How many lines of the material below contain the string "bounding"? Case matters. Reply with the number alone.

══ Dataset records ══

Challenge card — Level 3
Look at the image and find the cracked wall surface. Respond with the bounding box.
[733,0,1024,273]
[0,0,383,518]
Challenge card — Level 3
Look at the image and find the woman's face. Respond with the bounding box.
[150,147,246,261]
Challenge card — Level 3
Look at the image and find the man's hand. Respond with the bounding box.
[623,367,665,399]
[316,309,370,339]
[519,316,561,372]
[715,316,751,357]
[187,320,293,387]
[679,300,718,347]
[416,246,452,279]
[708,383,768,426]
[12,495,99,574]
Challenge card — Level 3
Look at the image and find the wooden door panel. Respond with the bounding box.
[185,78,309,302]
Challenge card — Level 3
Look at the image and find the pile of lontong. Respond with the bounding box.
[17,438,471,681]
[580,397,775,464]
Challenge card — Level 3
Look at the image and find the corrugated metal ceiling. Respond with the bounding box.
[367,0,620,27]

═══
══ Dataset records ══

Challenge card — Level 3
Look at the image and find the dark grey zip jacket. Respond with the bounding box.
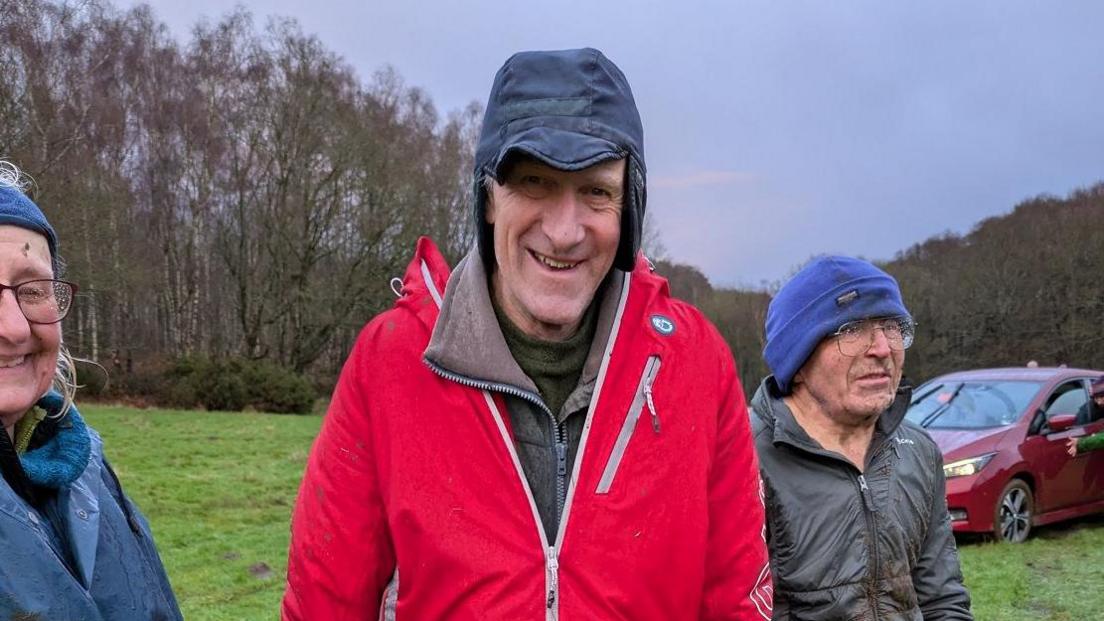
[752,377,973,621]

═══

**Answer for the task**
7